Segmentation mask data
━━━━━━━━━━━━━━━━━━━━━━━━━━━━━━
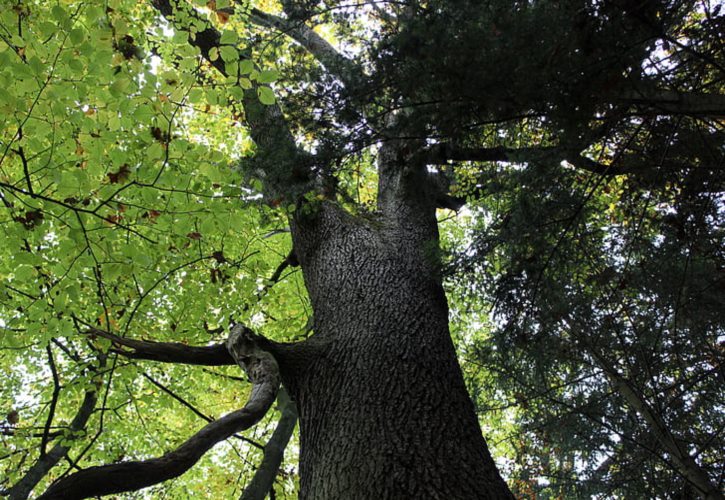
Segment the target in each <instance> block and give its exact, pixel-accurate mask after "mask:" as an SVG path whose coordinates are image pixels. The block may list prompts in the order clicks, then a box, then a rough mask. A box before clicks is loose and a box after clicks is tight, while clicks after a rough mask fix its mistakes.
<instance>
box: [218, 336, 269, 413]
mask: <svg viewBox="0 0 725 500" xmlns="http://www.w3.org/2000/svg"><path fill="white" fill-rule="evenodd" d="M264 340H265V339H264V338H263V337H260V336H259V335H256V334H255V333H254V332H252V330H250V329H249V328H247V327H246V326H244V325H241V324H238V325H234V326H233V327H232V330H231V332H229V337H228V338H227V340H226V342H225V344H226V347H227V350H228V351H229V354H231V356H232V358H234V360H235V361H236V362H237V364H238V365H239V366H241V367H242V368H243V369H244V371H245V372H246V373H247V376H248V377H249V379H250V380H251V381H252V382H253V383H254V386H253V388H252V399H255V396H256V394H254V393H255V392H257V391H265V392H269V391H271V392H272V397H274V395H275V394H276V392H277V389H278V388H279V384H280V381H281V377H280V374H279V365H278V364H277V360H276V359H275V358H274V356H273V355H272V353H270V352H268V351H266V350H264V349H263V348H262V347H261V345H262V344H263V343H264Z"/></svg>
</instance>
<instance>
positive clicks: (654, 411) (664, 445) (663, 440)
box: [591, 350, 723, 500]
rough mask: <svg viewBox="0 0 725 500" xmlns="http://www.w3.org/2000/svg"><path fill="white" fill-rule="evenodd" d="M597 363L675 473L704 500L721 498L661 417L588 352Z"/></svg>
mask: <svg viewBox="0 0 725 500" xmlns="http://www.w3.org/2000/svg"><path fill="white" fill-rule="evenodd" d="M591 352H592V355H593V356H594V358H595V359H596V361H597V363H598V364H599V365H600V367H601V368H602V369H603V371H604V373H605V374H606V375H607V377H608V378H609V381H610V383H611V384H612V386H613V387H614V388H615V389H616V390H617V391H618V392H619V394H620V395H621V396H622V397H623V398H624V400H625V401H626V402H627V404H629V405H630V406H631V407H632V408H633V409H634V410H635V411H636V412H637V413H639V414H640V415H641V416H642V418H643V419H644V421H645V422H646V423H647V426H648V428H649V429H650V430H651V431H652V433H653V434H654V435H655V436H656V437H657V440H658V441H659V443H660V445H661V446H662V448H663V449H664V450H665V451H666V452H667V454H668V455H669V456H670V459H671V460H672V463H673V464H674V465H675V467H676V469H677V472H678V473H680V474H681V475H682V477H684V478H685V479H686V480H687V481H688V482H690V483H691V484H692V485H693V486H694V487H695V489H696V490H697V492H698V494H699V495H700V496H701V497H702V498H703V499H705V500H720V499H722V498H723V495H722V493H721V492H720V489H719V488H718V487H717V485H715V484H713V483H712V482H711V481H710V478H709V477H708V476H707V474H706V473H705V472H704V471H703V470H702V468H701V467H700V466H699V465H698V464H697V462H695V460H694V459H693V458H692V457H691V456H690V454H689V453H688V452H687V450H686V449H684V448H683V446H682V445H681V443H680V442H678V440H677V439H676V438H675V436H673V435H672V433H671V432H670V430H669V428H668V427H667V424H666V423H665V421H664V420H663V419H662V417H661V415H660V414H659V413H658V412H657V411H656V410H653V409H652V407H651V406H650V405H649V404H648V403H647V401H646V400H645V398H644V396H642V395H641V394H640V392H639V391H638V390H637V389H636V388H635V387H634V386H633V385H632V383H631V382H630V381H629V380H627V379H626V378H625V377H623V376H622V375H621V374H620V373H619V371H618V370H617V369H616V368H615V367H614V366H612V365H611V364H610V363H609V362H607V361H606V360H605V359H604V358H603V357H602V356H600V355H598V354H597V353H596V352H595V351H594V350H592V351H591Z"/></svg>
━━━━━━━━━━━━━━━━━━━━━━━━━━━━━━
- PROBLEM REQUIREMENTS:
Repeat every line of the data above word for word, leaving out the pictures.

- ANSWER BOX:
Segment the target in each <instance> block and give its exact, pixel-accurate mask after "mask:" as an SVG path whose coordinates are image pixels. The block may list prompts in the order clicks, then a box, then a rough mask. A box before clicks is loose and a box after clicks is tight, while clicks after a rough mask fix its mistakes.
<instance>
box: [218, 336, 269, 413]
mask: <svg viewBox="0 0 725 500" xmlns="http://www.w3.org/2000/svg"><path fill="white" fill-rule="evenodd" d="M264 340H265V339H264V338H263V337H260V336H259V335H256V334H255V333H254V332H252V330H250V329H249V328H247V327H246V326H244V325H241V324H238V325H234V326H233V327H232V330H231V332H229V337H228V338H227V340H226V342H225V344H226V347H227V350H228V351H229V354H231V356H232V358H234V360H235V361H236V362H237V364H238V365H239V366H241V367H242V368H243V369H244V371H245V372H246V373H247V376H248V377H249V379H250V380H251V381H252V382H253V383H254V386H253V388H252V399H255V396H256V394H254V393H255V392H257V391H265V392H269V391H271V392H272V397H274V395H275V394H276V392H277V389H278V388H279V384H280V381H281V377H280V374H279V365H278V364H277V360H276V359H275V358H274V356H273V355H272V353H270V352H268V351H266V350H264V349H263V348H262V347H261V345H262V344H263V343H264Z"/></svg>
</instance>
<instance>
positive clicks: (654, 411) (664, 445) (663, 440)
box: [591, 350, 723, 500]
rough mask: <svg viewBox="0 0 725 500" xmlns="http://www.w3.org/2000/svg"><path fill="white" fill-rule="evenodd" d="M597 363L675 473L704 500L721 498L661 417L588 352Z"/></svg>
mask: <svg viewBox="0 0 725 500" xmlns="http://www.w3.org/2000/svg"><path fill="white" fill-rule="evenodd" d="M591 352H592V355H593V356H594V358H595V359H596V361H597V363H598V364H599V365H600V367H601V368H602V369H603V371H604V373H605V374H606V375H607V377H608V378H609V381H610V383H611V384H612V386H613V387H614V388H615V389H616V390H617V391H618V392H619V394H620V395H621V396H622V397H623V398H624V400H625V401H626V402H627V404H629V405H630V406H631V407H632V408H633V409H634V410H635V411H636V412H637V413H639V414H640V415H641V416H642V418H643V419H644V421H645V422H646V423H647V426H648V428H649V429H650V430H651V431H652V433H653V434H654V435H655V436H656V437H657V440H658V441H659V443H660V445H661V446H662V448H663V449H664V450H665V451H666V452H667V454H668V455H669V456H670V459H671V460H672V463H673V464H674V465H675V467H676V469H677V472H678V473H680V474H681V475H682V477H684V478H685V479H686V480H687V481H688V482H690V483H691V484H692V485H693V486H694V487H695V489H696V490H697V492H698V494H699V495H700V496H701V497H702V498H703V499H705V500H720V499H722V498H723V495H722V493H721V492H720V489H719V488H718V487H717V485H715V484H713V483H712V482H711V481H710V478H709V477H708V476H707V474H706V473H705V472H704V471H703V470H702V468H701V467H700V466H699V465H698V464H697V462H695V460H694V459H693V458H692V457H691V456H690V454H689V453H688V452H687V450H686V449H684V448H683V446H682V445H681V443H680V442H678V440H677V439H676V438H675V436H673V435H672V433H671V432H670V430H669V428H668V427H667V424H666V423H665V421H664V420H663V419H662V417H661V415H660V414H659V413H658V412H657V411H656V410H653V409H652V407H651V406H650V405H649V404H648V403H647V401H646V400H645V398H644V396H642V395H641V394H640V392H639V391H638V390H637V389H636V388H635V387H634V386H633V385H632V383H631V382H630V381H629V380H627V379H626V378H625V377H623V376H622V375H621V374H620V373H619V371H618V370H617V369H616V368H615V367H614V366H612V365H611V364H610V363H609V362H607V361H606V360H605V359H604V358H603V357H602V356H600V355H598V354H597V353H596V352H595V351H594V350H592V351H591Z"/></svg>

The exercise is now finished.